▶ _Extract_:
• • • • • • •
Tag Archives: oil

Guest Post: “Goodman Writes” On Southern Jewish Heritage


Today’s blog comes to us from Michael Goodman at Goodman Writes, another “Southern & Jewish” voice. Reprinted with permission of the author.

Last week, I made an online and somewhat anonymous contribution to the Goldring/Woldenberg Institute of Southern Jewish Life. I had heard about the group from a college classmate from Mississippi with whom I shared stories of growing up Jewish in the South. Now, I want to be more outright in my support of the organization’s work because I am sure they will use my money well.

So why is this important to me?

My paternal grandfather came to this country in the early 1900s and settled in the Deep South, traveling across the region from Mississippi, to Louisiana, to Texas, to Arkansas. He was not a deeply religious man, from what I am told, but he had his own way of keeping Judaism alive. He was a peddler and a butcher by trade. He slaughtered and cut up meat for a living, and the meat he used in his own household was slaughtered in a kosher way. It was one important vestige of Judaism that he tried to maintain.

He eventually settled with his wife and most of his 12 children in the tiny town of Calion, Arkansas, not far from the semi-booming metropolis of El Dorado, probably in the mid to late 1920s. According to the entry on El Dorado in the ISJL’s Encyclopedia of Southern Jewish Communities, the city became a boom town in the 1920s when oil was discovered there. The boom led a number of Jewish merchants to come to El Dorado to open stores, deal in real estate, and establish oil-related businesses.

Author's grandfather: "Big Mike" Goodman

Author’s grandfather: “Big Mike” Goodman

Now, it is important to know the luck of my family when it comes to oil. I can remember visiting my aunt, uncle, and cousins in the late 1950s in the unlikely-named town of Oil City, Louisiana, near Shreveport. Looking out from their backyard I could see oil well, oil well, oil well, then my uncle’s property, then oil well, oil well. What’s wrong with this picture? I am told that if I had visited my Aunt Libby in Kilgore, Texas, I would have seen a similar plethora of oil wells with a blank space on her property. And my mother says my grandfather suffered a similar plight on his land near El Dorado. It seems that we Goodmans were destined not to get rich quick (or even rich at all).
• • • • • • •
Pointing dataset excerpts

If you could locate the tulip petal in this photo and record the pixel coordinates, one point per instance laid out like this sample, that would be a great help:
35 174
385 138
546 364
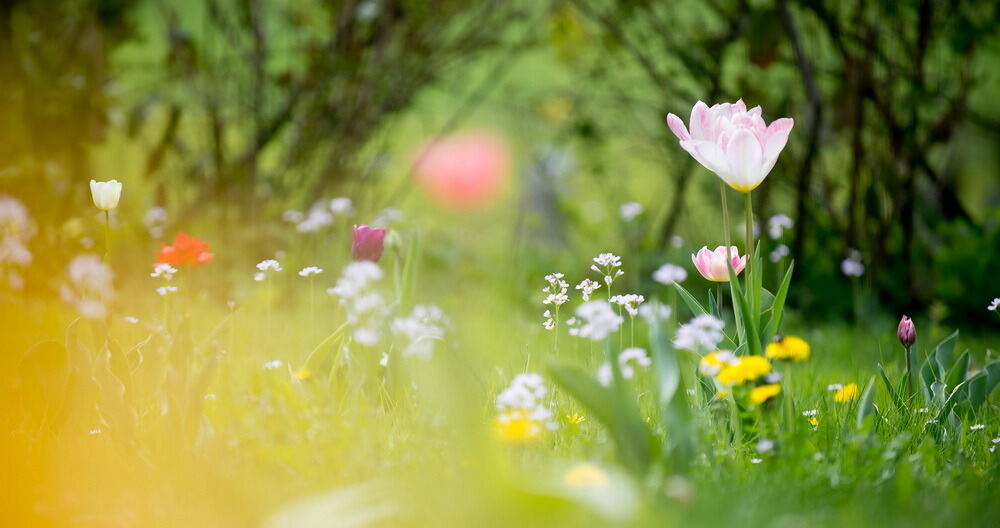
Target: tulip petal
• • • • • • •
▶ _What to work on_:
- A) From the blog post on Southern Jewish heritage, reproduce the part starting with "Tag Archives: oil" and going on through "important to me?", switching "contribution" to "donation".
- B) In the blog post on Southern Jewish heritage, what town did the author's grandfather eventually settle in with his wife and most of his children?
- C) Using the blog post on Southern Jewish heritage, explain why a number of Jewish merchants came to El Dorado.

▶ _Responses per task_:
- A)
Tag Archives: oil

Guest Post: “Goodman Writes” On Southern Jewish Heritage


Today’s blog comes to us from Michael Goodman at Goodman Writes, another “Southern & Jewish” voice. Reprinted with permission of the author.

Last week, I made an online and somewhat anonymous donation to the Goldring/Woldenberg Institute of Southern Jewish Life. I had heard about the group from a college classmate from Mississippi with whom I shared stories of growing up Jewish in the South. Now, I want to be more outright in my support of the organization’s work because I am sure they will use my money well.

So why is this important to me?

- B) Calion, Arkansas.

- C) Oil was discovered in El Dorado in the 1920s, and the city became a boom town. That boom led Jewish merchants to come there to open stores, deal in real estate, and establish oil-related businesses.